(WHAT TO DO) In the material below, copy out everything from the line containing "One marker per instance of the parked" down to the line containing "[(34, 100), (175, 143), (160, 186)]", both of those lines included, with no changes.
..............................
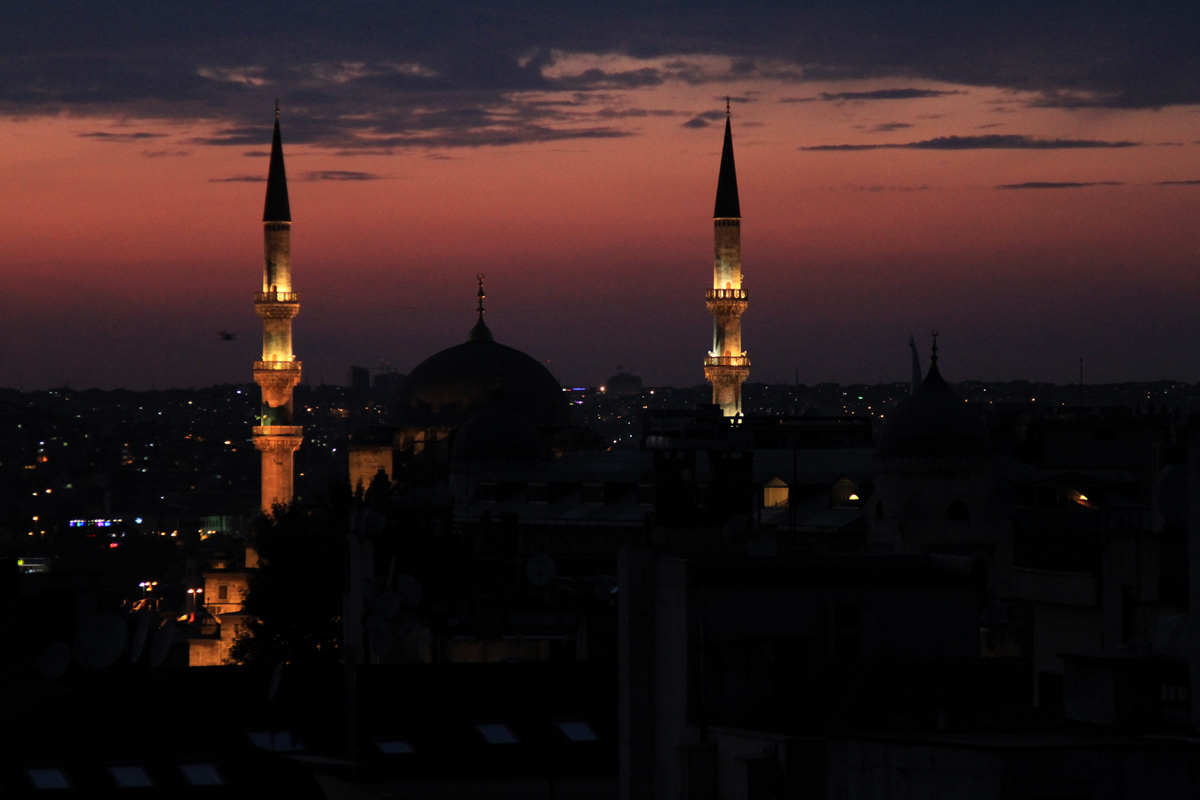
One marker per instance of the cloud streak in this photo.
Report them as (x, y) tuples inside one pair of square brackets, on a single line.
[(1057, 185), (341, 175), (886, 94), (987, 142), (461, 76)]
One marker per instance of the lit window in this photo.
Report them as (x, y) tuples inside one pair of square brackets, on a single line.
[(130, 776), (497, 733), (280, 741), (577, 731), (202, 774), (48, 777)]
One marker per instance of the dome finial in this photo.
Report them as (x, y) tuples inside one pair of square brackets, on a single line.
[(480, 332)]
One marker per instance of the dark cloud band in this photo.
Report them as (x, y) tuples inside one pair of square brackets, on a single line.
[(988, 142)]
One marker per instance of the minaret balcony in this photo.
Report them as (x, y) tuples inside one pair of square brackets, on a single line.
[(277, 305), (726, 361), (726, 302), (277, 296), (279, 429), (276, 366)]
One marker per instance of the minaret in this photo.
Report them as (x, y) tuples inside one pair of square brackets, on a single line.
[(279, 372), (727, 365)]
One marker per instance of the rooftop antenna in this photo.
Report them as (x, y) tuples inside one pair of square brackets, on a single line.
[(160, 643), (916, 366), (53, 661)]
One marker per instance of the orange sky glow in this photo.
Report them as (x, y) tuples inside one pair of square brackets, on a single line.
[(125, 254)]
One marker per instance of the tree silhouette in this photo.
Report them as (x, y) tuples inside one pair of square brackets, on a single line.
[(294, 603)]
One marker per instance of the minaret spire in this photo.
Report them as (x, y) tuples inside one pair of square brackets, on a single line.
[(727, 365), (279, 372), (916, 365)]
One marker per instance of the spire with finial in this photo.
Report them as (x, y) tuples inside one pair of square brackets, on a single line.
[(916, 365), (480, 332), (276, 208), (727, 206)]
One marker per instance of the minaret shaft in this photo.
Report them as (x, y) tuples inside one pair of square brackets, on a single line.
[(276, 434), (727, 365)]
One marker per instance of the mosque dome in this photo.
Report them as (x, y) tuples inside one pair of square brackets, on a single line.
[(498, 433), (934, 422), (450, 386)]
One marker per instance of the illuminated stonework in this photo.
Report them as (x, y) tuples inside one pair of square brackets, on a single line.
[(279, 372), (727, 366)]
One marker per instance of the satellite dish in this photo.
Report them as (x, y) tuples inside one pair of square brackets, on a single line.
[(100, 641), (276, 677), (408, 590), (139, 636), (540, 570), (388, 603), (53, 661), (160, 643)]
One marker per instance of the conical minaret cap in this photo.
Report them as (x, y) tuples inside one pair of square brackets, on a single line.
[(727, 182), (276, 208)]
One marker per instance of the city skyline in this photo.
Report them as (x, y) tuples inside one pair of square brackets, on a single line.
[(1033, 216)]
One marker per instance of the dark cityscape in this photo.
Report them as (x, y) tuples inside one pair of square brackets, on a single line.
[(593, 525)]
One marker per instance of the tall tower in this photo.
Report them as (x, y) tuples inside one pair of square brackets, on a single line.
[(727, 365), (279, 372)]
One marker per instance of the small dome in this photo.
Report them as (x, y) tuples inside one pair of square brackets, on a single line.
[(498, 434), (934, 423), (449, 386)]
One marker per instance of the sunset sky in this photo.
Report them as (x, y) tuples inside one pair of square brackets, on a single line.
[(1025, 179)]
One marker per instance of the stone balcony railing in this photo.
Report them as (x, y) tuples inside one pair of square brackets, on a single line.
[(277, 296), (279, 429), (726, 361), (277, 366)]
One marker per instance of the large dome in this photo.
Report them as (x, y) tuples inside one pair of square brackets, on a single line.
[(450, 386), (498, 434), (934, 423)]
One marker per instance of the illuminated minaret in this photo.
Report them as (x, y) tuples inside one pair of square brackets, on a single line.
[(279, 372), (727, 364)]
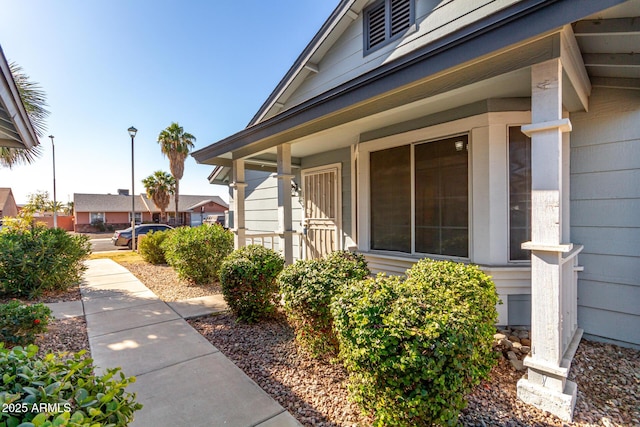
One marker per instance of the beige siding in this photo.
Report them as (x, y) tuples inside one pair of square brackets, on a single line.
[(345, 60), (605, 201)]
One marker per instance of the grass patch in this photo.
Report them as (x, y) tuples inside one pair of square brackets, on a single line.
[(119, 257)]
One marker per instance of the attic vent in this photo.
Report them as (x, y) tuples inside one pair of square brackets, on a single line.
[(386, 20)]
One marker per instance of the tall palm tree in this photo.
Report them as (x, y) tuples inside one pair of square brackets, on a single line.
[(175, 143), (160, 186), (34, 100)]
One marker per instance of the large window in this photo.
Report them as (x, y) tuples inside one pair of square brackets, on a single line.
[(386, 20), (440, 221), (519, 193)]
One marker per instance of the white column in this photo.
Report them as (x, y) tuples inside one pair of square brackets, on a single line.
[(546, 385), (285, 221), (238, 185)]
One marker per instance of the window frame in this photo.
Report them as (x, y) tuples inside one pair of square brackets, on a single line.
[(388, 38), (412, 160)]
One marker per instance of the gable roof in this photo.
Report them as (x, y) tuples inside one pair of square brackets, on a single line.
[(393, 83), (122, 203), (16, 129)]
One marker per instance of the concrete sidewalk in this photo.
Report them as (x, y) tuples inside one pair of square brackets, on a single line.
[(181, 378)]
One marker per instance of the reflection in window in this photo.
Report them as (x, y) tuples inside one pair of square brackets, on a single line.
[(519, 193)]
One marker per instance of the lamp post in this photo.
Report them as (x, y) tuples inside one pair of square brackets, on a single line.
[(55, 204), (132, 132)]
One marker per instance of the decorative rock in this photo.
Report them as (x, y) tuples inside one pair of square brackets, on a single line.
[(517, 364)]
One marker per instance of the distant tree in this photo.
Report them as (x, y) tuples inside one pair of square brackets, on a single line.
[(160, 186), (34, 100), (175, 143)]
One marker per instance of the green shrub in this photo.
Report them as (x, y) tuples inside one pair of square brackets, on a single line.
[(40, 259), (150, 247), (415, 347), (20, 323), (307, 288), (248, 279), (197, 253), (56, 391)]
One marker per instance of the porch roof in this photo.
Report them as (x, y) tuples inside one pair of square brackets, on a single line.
[(492, 68), (16, 129)]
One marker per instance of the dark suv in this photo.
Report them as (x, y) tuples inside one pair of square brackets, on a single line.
[(123, 237)]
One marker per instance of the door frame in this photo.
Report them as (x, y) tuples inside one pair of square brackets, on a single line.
[(338, 199)]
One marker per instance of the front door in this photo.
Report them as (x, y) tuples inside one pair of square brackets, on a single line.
[(322, 210)]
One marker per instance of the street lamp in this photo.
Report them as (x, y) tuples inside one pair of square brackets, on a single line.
[(132, 132), (55, 205)]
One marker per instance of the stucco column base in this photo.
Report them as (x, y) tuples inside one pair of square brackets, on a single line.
[(559, 404)]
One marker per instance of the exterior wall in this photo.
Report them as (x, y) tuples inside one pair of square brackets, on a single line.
[(342, 156), (605, 206), (345, 59)]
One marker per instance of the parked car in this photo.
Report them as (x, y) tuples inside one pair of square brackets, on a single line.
[(123, 237)]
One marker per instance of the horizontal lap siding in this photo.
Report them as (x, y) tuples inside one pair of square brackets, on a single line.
[(345, 60), (605, 214)]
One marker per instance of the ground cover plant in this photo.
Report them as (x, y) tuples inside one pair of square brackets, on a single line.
[(415, 347), (248, 279), (308, 287), (196, 253), (58, 391), (40, 259), (150, 247), (20, 323)]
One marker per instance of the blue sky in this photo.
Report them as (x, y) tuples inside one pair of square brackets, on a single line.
[(109, 64)]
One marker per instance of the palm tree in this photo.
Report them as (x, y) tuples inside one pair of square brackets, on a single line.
[(34, 100), (175, 143), (160, 186)]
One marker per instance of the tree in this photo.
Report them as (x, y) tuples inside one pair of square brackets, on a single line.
[(160, 186), (34, 100), (175, 143)]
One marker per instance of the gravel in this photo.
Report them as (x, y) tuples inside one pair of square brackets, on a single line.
[(314, 391)]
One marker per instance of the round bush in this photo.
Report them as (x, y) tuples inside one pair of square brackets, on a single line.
[(415, 347), (57, 391), (196, 253), (307, 288), (248, 279), (40, 259), (20, 323), (150, 247)]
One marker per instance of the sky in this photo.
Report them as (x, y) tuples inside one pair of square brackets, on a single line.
[(106, 65)]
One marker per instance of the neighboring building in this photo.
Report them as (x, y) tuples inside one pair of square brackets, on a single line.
[(99, 212), (8, 205), (502, 133)]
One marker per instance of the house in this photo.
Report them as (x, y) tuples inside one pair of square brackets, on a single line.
[(15, 128), (501, 133), (94, 212), (8, 205)]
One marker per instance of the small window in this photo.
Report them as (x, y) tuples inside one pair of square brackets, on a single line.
[(96, 217), (519, 194), (386, 20)]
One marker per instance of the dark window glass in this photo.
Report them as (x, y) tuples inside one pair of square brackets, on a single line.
[(519, 193), (391, 199), (442, 197)]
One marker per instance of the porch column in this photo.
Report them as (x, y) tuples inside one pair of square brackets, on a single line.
[(285, 221), (238, 185), (546, 385)]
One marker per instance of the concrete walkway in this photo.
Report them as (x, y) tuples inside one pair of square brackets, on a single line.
[(181, 378)]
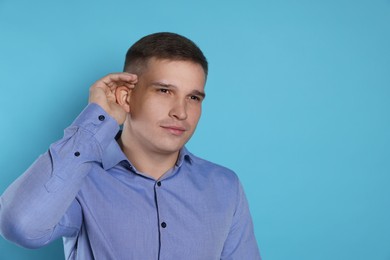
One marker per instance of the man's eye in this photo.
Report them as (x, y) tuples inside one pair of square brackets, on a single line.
[(163, 90)]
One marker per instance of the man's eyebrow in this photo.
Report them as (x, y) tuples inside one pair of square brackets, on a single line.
[(199, 93), (166, 85)]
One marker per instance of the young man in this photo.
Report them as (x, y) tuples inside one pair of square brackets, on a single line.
[(136, 193)]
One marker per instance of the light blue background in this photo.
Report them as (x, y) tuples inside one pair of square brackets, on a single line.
[(298, 102)]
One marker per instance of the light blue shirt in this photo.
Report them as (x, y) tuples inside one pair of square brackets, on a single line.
[(85, 190)]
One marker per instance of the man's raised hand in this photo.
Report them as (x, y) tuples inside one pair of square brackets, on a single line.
[(111, 93)]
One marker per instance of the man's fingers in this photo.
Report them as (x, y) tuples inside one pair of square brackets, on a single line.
[(119, 79)]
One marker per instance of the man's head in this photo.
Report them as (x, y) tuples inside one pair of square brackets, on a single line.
[(163, 46)]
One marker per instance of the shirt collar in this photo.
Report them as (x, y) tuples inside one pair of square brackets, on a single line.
[(113, 155)]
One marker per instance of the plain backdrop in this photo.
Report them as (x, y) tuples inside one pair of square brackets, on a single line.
[(298, 102)]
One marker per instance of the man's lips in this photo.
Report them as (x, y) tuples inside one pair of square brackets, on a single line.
[(176, 130)]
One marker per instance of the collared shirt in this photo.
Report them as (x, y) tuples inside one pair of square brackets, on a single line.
[(85, 190)]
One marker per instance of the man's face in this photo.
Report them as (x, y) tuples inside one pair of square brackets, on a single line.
[(165, 106)]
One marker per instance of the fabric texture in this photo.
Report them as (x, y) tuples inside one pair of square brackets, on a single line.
[(85, 190)]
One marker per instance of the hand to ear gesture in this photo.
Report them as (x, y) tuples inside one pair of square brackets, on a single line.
[(112, 94)]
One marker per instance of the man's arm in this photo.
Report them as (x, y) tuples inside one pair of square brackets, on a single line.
[(40, 205), (241, 241)]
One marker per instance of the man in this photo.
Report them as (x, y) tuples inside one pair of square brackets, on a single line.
[(136, 193)]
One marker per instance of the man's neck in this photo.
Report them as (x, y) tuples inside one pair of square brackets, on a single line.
[(151, 163)]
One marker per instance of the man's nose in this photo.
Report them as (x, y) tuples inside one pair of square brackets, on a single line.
[(179, 109)]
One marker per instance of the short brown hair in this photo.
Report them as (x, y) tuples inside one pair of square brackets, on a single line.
[(163, 45)]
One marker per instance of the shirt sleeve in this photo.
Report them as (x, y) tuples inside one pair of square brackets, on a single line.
[(241, 242), (40, 206)]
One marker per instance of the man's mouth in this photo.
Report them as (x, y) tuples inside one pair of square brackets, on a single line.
[(175, 130)]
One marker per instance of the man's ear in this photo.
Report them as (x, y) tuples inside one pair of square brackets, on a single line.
[(122, 95)]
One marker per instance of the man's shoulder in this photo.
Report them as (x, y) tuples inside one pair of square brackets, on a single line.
[(212, 170)]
..............................
(THE RESPONSE)
One marker per instance of the parked car in this photo.
Report them as (x, y) tuples inside one pair of square brackets, on a single line.
[(123, 237)]
One marker per instance of the horizontal lap siding in this photo.
Report them as (x, y) tuples inside one pair of square brackets, on a single line.
[(345, 60), (605, 214)]
One marker per instance of the ground cover plant in this photo.
Report them as (x, y) tuples inside one pair of square brackets, on a single line.
[(415, 347), (248, 279), (308, 287), (196, 253), (58, 391), (40, 259), (150, 247), (20, 323)]
One marker per instance of the blue sky in this photo.
Report them as (x, y) tuples inside one pair of square brackets, on a single line.
[(109, 64)]
One marker per instance of the palm tree in this photo.
Report them as (x, y) tuples inside one pair of square brackets, on a single line.
[(34, 100), (175, 143), (160, 186)]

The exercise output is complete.